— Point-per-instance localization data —
<<<<

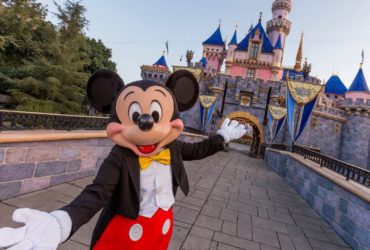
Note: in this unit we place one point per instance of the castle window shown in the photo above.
(254, 52)
(245, 100)
(337, 128)
(314, 123)
(251, 73)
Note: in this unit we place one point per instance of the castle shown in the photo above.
(254, 76)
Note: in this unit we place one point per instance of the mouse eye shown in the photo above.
(156, 111)
(134, 112)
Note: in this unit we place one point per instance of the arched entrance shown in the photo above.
(256, 137)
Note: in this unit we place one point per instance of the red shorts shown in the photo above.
(142, 233)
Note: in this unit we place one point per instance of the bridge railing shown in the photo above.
(17, 120)
(351, 172)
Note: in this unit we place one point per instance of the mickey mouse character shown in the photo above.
(137, 182)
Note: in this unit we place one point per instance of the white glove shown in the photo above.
(231, 131)
(42, 231)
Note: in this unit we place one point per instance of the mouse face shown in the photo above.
(144, 114)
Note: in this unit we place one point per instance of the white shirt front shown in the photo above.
(155, 189)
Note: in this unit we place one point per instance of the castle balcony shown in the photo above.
(282, 4)
(252, 63)
(279, 24)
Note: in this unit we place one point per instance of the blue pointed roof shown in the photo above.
(278, 44)
(161, 62)
(359, 84)
(215, 39)
(203, 61)
(335, 86)
(266, 45)
(234, 40)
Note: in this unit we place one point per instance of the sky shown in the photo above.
(335, 31)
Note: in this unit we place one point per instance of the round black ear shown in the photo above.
(102, 88)
(185, 88)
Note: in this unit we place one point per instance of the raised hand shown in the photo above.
(231, 130)
(42, 231)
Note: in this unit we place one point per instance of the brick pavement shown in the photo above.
(235, 202)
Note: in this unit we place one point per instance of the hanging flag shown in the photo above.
(276, 119)
(195, 71)
(300, 101)
(167, 47)
(207, 107)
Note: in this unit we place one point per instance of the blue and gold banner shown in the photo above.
(207, 107)
(276, 119)
(300, 101)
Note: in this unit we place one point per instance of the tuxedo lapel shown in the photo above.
(134, 171)
(174, 161)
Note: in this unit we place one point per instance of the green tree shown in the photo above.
(43, 66)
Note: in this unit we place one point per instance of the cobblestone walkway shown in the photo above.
(235, 202)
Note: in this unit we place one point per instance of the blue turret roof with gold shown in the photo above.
(215, 38)
(359, 84)
(335, 86)
(278, 44)
(234, 39)
(161, 62)
(266, 44)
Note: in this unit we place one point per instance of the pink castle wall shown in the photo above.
(264, 74)
(237, 71)
(357, 95)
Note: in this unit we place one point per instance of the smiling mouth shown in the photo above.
(146, 149)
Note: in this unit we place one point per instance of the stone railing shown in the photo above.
(17, 120)
(33, 160)
(349, 171)
(345, 205)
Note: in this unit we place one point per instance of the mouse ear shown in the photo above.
(185, 88)
(102, 88)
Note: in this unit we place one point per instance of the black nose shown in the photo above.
(145, 122)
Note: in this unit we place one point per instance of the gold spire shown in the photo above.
(298, 62)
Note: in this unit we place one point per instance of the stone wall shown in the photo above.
(30, 166)
(346, 211)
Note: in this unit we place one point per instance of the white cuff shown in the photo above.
(65, 223)
(224, 134)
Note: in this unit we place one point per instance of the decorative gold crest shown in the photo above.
(303, 93)
(277, 112)
(207, 101)
(195, 71)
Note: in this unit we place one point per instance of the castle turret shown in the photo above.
(280, 24)
(358, 88)
(157, 72)
(214, 52)
(335, 88)
(231, 52)
(277, 70)
(298, 61)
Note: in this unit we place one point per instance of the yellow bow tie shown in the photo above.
(163, 157)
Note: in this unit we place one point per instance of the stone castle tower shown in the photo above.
(259, 54)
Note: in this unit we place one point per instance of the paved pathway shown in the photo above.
(235, 202)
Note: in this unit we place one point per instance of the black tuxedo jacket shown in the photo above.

>>>>

— EXERCISE GOAL —
Go through the entries above and output them exactly, without pictures.

— THE ANSWER —
Note: in this unit we place one point per instance of the castle window shown in the photo above.
(254, 52)
(245, 100)
(337, 128)
(314, 123)
(251, 73)
Note: in this unit we place one point per instance of the castle shown in the photo above.
(254, 76)
Note: in this unit we place one point per instance of the mouse eye shown in the photo above.
(156, 111)
(134, 112)
Note: in this unit we place one point per instance of the arched entrance shown in the photo above.
(256, 137)
Note: in this unit we place one point per instance of the red shorts shown in the photo above.
(142, 233)
Note: in this unit we place one point per instance of the bridge railing shown in the photo above.
(17, 120)
(351, 172)
Note: in this unit we place one point per instance of the mickey mouse character shown in the photo above.
(137, 182)
Note: in this unit we place one point per instance of the white glove shown in the photo above.
(231, 131)
(42, 231)
Note: in this unit we place one point per instance of the mouse face shown in the photo above.
(144, 114)
Note: in this unit we place one point per instance of the white shirt front shown in the photo above.
(155, 189)
Note: in this unit we place one point per instance of the castle balcony shown in the photo above.
(282, 4)
(252, 63)
(279, 24)
Note: in this unit we place one point per instance of the blue pointed roof shown in the photo above.
(278, 44)
(161, 62)
(359, 84)
(215, 39)
(203, 61)
(335, 86)
(266, 45)
(234, 40)
Note: in this unit we place one point per instance of the sky shown in the photo above.
(335, 31)
Note: in this unit we place one point per instance of the round black ear shown in the photo above.
(102, 88)
(185, 88)
Note: in this unit we place one point per instance of the raised hand shown in the photo above.
(231, 130)
(42, 231)
Note: in this unit we place one point per instance of the brick pavement shown in the photo above.
(235, 202)
Note: in this unit we place one point per instance of the hanging flag shown in the photo above.
(276, 119)
(195, 71)
(300, 101)
(167, 47)
(207, 107)
Note: in this unit we place one point per instance of the blue and gold banner shown in the photo above.
(207, 107)
(276, 119)
(300, 101)
Note: in this unit we place one point per instance of the tuxedo lapel shown in the photo above.
(134, 171)
(174, 161)
Note: in this unit we place one point per instance of the green tree shown in the photo above.
(43, 66)
Note: in this unit we place one point per instance of the cobblestone walkway shown in the photo above.
(235, 202)
Note: in this unit we place one point per instance of the blue turret roof with gold shown in the photo above.
(215, 38)
(359, 84)
(335, 86)
(278, 44)
(234, 39)
(161, 62)
(266, 44)
Note: in this unit we place one point per instance of the pink castle wall shown in the photo above.
(264, 74)
(237, 71)
(357, 95)
Note: in this unit we place one point per instance of the smiling mouth shown in the photo above.
(146, 149)
Note: in this unit we place one point per instance of the stone railing shown in the photo above.
(17, 120)
(33, 160)
(349, 171)
(345, 205)
Note: in this unit we place one point per instance of the mouse ear shown in the photo above.
(185, 88)
(102, 88)
Note: in this unit we place one point per instance of the black nose shown in the photo above.
(145, 122)
Note: in this unit we place one point per instance of the gold spire shown in the photo above.
(298, 62)
Note: in this unit we place one point per instance of the stone wall shown in the photo above.
(30, 166)
(346, 211)
Note: in this unit we place one point per instance of the white cuff shown in the photo above.
(65, 223)
(224, 134)
Note: in this unit we place one point per instance of the decorative gold crest shown in the photo above.
(303, 93)
(277, 112)
(207, 101)
(195, 71)
Note: in this unit we place one point per instance of the castle turret shown in the photo above.
(280, 24)
(358, 88)
(157, 72)
(214, 52)
(335, 88)
(231, 52)
(277, 70)
(298, 61)
Note: in this unit we place one point per instance of the yellow bow tie shown in the photo above.
(163, 157)
Note: in this unit we place one point per instance of the stone castle tower shown in the photo above.
(259, 54)
Note: in this unit we place one point per instance of the paved pathway shown in the photo above.
(235, 202)
Note: in this unit we place one point per instance of the black tuxedo jacket shown in the photo above.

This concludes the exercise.